(PROBLEM STATEMENT) Can you format every line of the data below as a numbered list, skipping blank lines and leaving the pictures out?

(RECORDS TO PROCESS)
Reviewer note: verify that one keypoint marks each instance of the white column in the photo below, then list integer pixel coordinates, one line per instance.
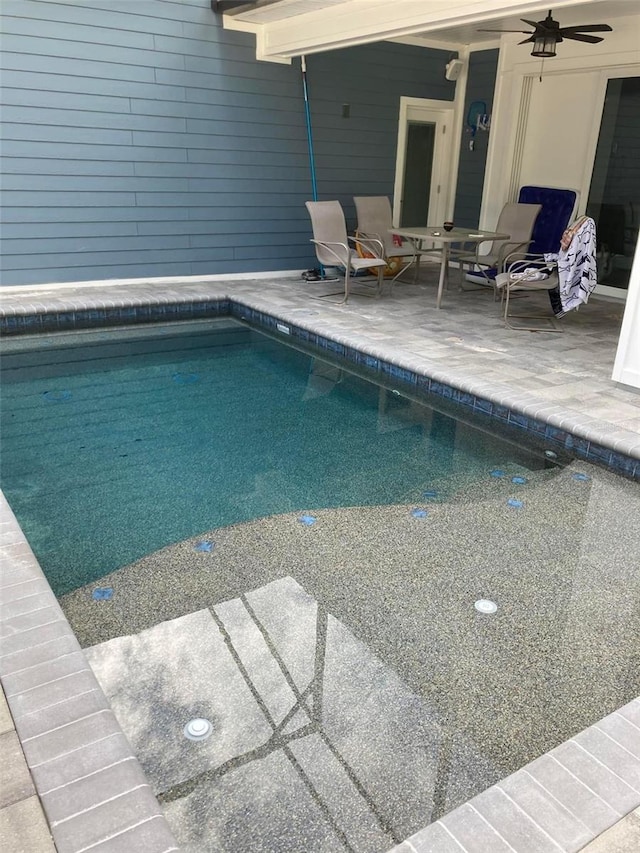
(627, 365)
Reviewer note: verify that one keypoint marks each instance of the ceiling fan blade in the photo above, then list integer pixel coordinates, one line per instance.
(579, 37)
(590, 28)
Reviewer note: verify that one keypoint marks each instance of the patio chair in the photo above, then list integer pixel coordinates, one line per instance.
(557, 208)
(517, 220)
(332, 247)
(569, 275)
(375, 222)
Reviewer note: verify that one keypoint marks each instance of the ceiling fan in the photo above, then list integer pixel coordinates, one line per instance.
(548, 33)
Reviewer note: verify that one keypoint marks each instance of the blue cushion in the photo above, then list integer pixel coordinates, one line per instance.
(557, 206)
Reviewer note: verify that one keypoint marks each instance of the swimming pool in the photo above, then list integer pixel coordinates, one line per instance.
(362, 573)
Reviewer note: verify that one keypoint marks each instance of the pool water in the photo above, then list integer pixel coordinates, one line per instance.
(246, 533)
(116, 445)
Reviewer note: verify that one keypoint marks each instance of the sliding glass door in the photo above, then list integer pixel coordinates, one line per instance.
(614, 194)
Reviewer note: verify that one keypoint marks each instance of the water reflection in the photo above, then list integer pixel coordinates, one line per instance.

(TASK RESULT)
1. Reviewer note: verify that one keypoint marks each instance of the white column in the photo below, then list integer pixel coordinates, one line per instance.
2. (627, 365)
3. Reviewer note: verify that one keypoint marks each instance of the ceiling fan blade in the photo above, then list integer pixel coordinates, one line per instance.
4. (579, 37)
5. (590, 28)
6. Reviewer note: verify that one keypoint marks each instance of the patio chair in the photo above, then list integer pixel coordinates, one line per instance.
7. (557, 208)
8. (517, 220)
9. (332, 247)
10. (569, 275)
11. (375, 222)
12. Reviewer note: verify that one keypoint marks each instance of the ceiling fan in the photo above, then list integer pixel coordinates, one line per instance.
13. (548, 33)
14. Reviewer note: verify that one keypoint marks each instance of the blue cushion in the photo above, then list integer pixel coordinates, one line per instance.
15. (557, 206)
16. Reviewer note: verify that one keypoint marks each instance of the swimming pool in the photo above, then list integer pixel coordinates, one line per instance.
17. (362, 573)
18. Reviewer note: verify that one keypoint marks each instance of the pool water in the photo above, then list integer pixel coordinates, one line per instance.
19. (246, 533)
20. (116, 445)
21. Reviewer note: verify that one keypoint marks each instance of the sliding glass door in the photo above, then list integer pixel coordinates, one line per instance.
22. (614, 194)
23. Reviewer note: verify that one keypoint marks each instance of the water reflection in the photo above, then list integer pixel coordinates, one line per instance.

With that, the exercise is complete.